### Passage given
__________________________________________________

Losant is a simple and powerful IoT cloud platform. Sensor devices, such as the Losant Builder Kit, can connect to their MQTT broker over the public Internet, and report state in real time. Based on those state reports, the software running in the cloud (call "workflows") can take actions such as sending an alert over email or text message, or deliver a command to be executed on an actuator device over MQTT.

One important question to ask is: how stable is this system? There are many elements in this system that can fail:

  • Losant MQTT broker
  • workflows in the cloud
  • connected device (sensor or actuator)
  • power supply to the connected device
  • the Internet connection

Hopefully, the good folks at Losant has deployed enough redundancy for their MQTT broker and machines to execute workflows, and the user is careful enough when modifying the workflows. A failure is more likely to occur in the connected device, its power supply, or Internet connection. Failure in any of these three elements will result in the device being disconnected from the Losant MQTT broker. Thus, we can find out how stable the system is from the cloud end: monitor MQTT connection from a workflow.

__________________________________________________

### Stored data
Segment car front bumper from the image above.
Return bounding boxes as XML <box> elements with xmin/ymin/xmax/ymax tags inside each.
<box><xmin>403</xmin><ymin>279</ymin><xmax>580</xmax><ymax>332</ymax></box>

__________________________________________________

### Set task
Please name the three elements that the passage on Losant says are more likely to fail.

### Exercise answer
The connected device, its power supply, and the Internet connection.